• **QUOTED PASSAGE**
[Start of section]

The first call came across the Las Vegas radio channel in a burst of static.
“We got shots fired,” the police officer said, in a breathless voice. “Sounded like an automatic firearm.”
The Las Vegas Metropolitan Police Department’s scanner traffic, and body camera video released Tuesday, captured officers’ frantic efforts to find and stop the gunman firing into a crowd of 22,000 people from a perch high above the fairgrounds at a music festival.
From the first reports of gunshots at 10:08 p.m. Sunday, it would be 72 chaotic minutes until a SWAT team crept down a carpeted hallway on the 32nd floor of the Mandalay Bay hotel and blew open the hotel room occupied by suspected gunman Stephen Paddock.
By then, the gunfire had long since ceased and Paddock was dead.

[End of section]

• **STORED DATA**

[Start of section]

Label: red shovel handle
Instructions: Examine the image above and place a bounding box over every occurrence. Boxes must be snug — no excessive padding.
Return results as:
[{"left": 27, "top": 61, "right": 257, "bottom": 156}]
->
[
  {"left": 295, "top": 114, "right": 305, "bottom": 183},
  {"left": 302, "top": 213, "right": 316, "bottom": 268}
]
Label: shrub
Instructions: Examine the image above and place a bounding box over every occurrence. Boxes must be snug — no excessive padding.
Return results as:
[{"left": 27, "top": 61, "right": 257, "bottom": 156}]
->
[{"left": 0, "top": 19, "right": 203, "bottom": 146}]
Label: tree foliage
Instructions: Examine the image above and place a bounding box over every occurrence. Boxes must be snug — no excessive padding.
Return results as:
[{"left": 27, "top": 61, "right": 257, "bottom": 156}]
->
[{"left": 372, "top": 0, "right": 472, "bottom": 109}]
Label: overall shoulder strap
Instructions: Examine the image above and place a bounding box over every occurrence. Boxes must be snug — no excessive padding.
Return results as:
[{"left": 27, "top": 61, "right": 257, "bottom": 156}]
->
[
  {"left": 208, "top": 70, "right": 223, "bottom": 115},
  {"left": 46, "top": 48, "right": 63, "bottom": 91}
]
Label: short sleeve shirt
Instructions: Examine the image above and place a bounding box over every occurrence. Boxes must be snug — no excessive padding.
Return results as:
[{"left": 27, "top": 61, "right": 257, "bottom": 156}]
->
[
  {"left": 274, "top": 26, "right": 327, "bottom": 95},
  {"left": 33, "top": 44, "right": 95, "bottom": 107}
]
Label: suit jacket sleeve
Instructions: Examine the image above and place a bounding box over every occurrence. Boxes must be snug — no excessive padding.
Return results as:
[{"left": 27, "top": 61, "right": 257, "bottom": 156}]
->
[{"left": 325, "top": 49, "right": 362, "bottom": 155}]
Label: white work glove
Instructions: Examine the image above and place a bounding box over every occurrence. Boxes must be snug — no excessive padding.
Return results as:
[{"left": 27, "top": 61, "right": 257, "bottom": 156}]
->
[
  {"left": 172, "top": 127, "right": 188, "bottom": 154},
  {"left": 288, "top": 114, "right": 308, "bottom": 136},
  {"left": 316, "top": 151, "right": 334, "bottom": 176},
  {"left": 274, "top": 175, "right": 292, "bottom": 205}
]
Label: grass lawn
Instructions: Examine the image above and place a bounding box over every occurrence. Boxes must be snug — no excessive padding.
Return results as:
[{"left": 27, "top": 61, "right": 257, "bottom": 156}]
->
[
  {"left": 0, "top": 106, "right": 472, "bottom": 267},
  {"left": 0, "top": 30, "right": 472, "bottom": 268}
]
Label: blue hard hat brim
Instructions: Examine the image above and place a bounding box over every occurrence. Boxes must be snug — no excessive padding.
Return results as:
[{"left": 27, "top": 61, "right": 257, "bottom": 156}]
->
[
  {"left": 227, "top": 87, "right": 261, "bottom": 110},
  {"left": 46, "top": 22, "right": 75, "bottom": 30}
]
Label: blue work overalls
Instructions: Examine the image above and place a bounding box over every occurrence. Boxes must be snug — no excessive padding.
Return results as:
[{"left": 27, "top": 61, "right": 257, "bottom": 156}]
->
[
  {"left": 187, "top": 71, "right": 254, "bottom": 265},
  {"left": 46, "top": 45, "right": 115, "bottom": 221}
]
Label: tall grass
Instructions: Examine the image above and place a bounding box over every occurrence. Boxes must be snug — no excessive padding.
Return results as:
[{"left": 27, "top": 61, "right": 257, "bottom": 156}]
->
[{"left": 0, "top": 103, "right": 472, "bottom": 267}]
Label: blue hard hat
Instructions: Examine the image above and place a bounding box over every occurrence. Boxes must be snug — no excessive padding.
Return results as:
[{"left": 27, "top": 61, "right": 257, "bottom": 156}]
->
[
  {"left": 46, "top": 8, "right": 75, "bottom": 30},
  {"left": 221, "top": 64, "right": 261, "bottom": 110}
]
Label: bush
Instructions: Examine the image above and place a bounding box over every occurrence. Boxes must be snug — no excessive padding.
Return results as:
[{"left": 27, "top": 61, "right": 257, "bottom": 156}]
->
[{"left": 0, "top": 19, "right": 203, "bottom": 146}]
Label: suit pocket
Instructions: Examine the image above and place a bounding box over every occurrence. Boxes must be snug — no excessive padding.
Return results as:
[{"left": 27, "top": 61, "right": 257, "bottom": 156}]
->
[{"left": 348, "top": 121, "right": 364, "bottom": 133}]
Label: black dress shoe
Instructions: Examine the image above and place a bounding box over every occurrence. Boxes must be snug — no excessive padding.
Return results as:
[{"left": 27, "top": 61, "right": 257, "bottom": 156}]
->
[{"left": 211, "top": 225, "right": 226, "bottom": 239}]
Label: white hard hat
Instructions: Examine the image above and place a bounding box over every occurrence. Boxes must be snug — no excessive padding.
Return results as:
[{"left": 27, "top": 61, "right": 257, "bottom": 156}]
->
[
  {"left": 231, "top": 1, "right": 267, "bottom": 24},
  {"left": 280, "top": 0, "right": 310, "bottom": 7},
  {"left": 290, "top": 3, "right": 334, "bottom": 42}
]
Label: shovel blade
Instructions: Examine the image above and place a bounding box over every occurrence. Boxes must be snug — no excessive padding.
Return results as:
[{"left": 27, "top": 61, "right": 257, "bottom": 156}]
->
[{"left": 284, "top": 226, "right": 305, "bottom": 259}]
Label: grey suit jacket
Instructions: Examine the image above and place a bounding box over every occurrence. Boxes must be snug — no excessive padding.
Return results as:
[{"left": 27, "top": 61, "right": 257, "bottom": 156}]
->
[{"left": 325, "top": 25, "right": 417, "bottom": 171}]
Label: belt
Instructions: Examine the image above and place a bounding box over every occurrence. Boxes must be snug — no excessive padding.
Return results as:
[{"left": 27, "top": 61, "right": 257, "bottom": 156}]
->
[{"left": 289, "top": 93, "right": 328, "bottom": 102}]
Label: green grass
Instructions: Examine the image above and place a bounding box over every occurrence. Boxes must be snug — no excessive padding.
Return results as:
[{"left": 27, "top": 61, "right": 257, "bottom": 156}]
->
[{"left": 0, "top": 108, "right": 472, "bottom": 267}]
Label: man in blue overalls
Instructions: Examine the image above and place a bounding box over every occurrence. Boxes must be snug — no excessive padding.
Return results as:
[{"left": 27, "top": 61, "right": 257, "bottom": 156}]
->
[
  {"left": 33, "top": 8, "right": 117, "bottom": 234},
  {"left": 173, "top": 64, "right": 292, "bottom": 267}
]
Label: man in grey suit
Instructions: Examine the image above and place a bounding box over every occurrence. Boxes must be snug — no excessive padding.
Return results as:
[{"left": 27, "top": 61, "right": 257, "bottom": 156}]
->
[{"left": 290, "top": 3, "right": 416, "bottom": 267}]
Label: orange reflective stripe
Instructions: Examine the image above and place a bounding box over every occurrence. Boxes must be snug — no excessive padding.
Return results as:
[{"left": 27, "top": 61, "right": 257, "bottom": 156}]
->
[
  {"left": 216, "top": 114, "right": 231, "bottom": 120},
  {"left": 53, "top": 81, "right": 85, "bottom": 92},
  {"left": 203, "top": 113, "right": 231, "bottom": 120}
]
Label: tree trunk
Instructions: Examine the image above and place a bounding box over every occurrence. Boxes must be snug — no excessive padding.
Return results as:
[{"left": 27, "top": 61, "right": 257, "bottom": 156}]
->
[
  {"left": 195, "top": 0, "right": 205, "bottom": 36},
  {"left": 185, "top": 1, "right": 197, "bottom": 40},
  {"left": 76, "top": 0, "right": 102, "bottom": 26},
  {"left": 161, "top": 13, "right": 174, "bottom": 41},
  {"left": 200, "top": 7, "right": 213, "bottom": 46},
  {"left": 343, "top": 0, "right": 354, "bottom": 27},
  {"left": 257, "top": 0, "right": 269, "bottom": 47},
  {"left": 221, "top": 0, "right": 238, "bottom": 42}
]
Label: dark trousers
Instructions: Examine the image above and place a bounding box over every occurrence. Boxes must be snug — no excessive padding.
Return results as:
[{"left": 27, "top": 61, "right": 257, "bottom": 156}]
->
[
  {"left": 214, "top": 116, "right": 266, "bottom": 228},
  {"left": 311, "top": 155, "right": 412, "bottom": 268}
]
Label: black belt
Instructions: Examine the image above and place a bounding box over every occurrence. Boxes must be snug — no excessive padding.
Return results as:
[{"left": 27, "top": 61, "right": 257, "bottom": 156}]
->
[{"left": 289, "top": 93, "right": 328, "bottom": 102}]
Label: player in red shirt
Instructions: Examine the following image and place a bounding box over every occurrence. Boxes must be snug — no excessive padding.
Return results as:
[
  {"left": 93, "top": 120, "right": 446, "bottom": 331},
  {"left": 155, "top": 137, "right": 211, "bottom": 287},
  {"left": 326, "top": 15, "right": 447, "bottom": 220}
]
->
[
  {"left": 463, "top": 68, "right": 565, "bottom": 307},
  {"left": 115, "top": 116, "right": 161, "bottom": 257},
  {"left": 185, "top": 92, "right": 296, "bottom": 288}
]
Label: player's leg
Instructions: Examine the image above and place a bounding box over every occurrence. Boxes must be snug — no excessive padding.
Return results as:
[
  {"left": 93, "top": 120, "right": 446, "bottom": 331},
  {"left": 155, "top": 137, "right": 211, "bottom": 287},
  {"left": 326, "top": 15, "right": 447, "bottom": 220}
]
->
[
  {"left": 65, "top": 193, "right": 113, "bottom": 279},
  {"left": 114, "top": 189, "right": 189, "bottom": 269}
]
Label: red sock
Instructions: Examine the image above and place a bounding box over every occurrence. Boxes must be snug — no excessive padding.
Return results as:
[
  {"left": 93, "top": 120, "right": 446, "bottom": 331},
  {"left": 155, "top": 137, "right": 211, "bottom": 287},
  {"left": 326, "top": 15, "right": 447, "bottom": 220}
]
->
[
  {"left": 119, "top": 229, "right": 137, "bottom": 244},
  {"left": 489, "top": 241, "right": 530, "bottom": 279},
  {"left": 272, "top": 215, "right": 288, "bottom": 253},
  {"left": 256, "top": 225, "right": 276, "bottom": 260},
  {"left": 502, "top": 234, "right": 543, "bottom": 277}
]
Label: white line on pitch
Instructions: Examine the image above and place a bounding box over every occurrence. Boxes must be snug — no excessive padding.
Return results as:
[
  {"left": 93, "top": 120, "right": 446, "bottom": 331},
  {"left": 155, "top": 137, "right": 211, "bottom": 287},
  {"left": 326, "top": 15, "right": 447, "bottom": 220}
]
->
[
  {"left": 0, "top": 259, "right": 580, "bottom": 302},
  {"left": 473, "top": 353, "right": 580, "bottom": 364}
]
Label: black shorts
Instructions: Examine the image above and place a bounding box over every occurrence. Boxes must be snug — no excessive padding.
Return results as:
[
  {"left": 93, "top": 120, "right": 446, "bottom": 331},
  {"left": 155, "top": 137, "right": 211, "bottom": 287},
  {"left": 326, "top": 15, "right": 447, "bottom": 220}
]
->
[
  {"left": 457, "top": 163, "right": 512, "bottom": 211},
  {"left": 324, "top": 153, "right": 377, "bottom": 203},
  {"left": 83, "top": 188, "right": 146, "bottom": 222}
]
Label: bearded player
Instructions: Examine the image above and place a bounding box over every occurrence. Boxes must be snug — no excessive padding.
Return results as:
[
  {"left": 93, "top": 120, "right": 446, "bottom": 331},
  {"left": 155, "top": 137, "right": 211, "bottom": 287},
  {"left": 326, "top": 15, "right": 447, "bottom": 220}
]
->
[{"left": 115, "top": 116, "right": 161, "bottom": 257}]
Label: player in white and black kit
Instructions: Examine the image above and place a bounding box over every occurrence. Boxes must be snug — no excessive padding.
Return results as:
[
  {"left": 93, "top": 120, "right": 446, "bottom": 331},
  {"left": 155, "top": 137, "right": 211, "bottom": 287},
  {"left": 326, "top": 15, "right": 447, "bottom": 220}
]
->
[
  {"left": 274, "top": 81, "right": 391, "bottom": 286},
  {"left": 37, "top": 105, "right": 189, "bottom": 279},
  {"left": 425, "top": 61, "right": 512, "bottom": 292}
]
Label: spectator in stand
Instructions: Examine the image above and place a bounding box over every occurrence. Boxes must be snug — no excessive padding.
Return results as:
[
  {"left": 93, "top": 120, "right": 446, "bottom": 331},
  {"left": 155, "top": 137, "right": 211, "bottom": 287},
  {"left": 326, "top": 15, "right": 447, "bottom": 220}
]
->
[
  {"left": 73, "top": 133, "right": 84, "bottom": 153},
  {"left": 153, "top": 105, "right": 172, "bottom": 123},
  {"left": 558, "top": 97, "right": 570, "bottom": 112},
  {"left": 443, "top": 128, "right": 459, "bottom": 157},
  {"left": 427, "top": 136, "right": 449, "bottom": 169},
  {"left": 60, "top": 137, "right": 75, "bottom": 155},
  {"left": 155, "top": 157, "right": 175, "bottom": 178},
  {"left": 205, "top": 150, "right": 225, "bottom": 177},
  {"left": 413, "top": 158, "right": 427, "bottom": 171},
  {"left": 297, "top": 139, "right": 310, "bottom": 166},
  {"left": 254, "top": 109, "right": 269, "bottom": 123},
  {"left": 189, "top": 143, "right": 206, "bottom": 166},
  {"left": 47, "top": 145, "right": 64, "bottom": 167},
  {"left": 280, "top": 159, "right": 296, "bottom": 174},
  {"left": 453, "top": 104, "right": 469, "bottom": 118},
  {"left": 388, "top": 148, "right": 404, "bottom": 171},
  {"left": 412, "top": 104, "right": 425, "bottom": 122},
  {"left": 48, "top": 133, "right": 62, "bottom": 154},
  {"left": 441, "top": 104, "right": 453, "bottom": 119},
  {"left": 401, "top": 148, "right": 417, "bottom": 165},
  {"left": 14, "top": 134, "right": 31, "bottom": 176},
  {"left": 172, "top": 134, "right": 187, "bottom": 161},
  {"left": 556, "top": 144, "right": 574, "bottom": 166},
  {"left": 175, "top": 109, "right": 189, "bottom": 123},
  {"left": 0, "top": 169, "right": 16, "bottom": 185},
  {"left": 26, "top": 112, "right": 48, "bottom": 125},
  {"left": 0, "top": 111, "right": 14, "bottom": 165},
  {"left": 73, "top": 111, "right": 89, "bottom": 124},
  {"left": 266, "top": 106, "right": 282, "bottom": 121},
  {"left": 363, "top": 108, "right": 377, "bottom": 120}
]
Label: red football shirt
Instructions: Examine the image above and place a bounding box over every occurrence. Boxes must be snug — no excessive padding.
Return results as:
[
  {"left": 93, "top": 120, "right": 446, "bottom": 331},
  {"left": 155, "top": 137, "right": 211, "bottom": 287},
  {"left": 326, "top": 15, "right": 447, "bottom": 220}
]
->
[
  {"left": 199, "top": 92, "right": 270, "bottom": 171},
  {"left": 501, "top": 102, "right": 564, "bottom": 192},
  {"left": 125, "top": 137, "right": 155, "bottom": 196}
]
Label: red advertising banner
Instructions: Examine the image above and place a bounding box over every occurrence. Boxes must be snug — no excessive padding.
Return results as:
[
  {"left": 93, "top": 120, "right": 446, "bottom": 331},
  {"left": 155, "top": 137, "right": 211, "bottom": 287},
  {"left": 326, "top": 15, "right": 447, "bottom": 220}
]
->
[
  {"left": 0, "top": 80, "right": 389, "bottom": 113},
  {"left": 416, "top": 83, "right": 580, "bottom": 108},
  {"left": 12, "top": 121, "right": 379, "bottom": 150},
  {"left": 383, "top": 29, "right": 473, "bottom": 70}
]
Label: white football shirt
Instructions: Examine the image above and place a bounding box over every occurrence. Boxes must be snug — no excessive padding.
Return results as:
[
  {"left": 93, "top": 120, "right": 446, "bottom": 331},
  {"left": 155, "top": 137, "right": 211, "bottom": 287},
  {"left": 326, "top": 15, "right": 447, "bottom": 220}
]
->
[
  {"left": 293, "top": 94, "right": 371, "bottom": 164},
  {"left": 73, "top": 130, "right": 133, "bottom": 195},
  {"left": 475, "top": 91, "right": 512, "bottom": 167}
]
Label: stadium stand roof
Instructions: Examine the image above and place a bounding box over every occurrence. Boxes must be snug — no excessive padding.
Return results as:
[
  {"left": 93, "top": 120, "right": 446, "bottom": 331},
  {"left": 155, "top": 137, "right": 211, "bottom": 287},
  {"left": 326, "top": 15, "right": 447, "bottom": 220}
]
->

[End of section]

Reproduce, word for word, the full passage on the police response to the Las Vegas festival shooting.

The first call came across the Las Vegas radio channel in a burst of static.
“We got shots fired,” the police officer said, in a breathless voice. “Sounded like an automatic firearm.”
The Las Vegas Metropolitan Police Department’s scanner traffic, and body camera video released Tuesday, captured officers’ frantic efforts to find and stop the gunman firing into a crowd of 22,000 people from a perch high above the fairgrounds at a music festival.
From the first reports of gunshots at 10:08 p.m. Sunday, it would be 72 chaotic minutes until a SWAT team crept down a carpeted hallway on the 32nd floor of the Mandalay Bay hotel and blew open the hotel room occupied by suspected gunman Stephen Paddock.
By then, the gunfire had long since ceased and Paddock was dead.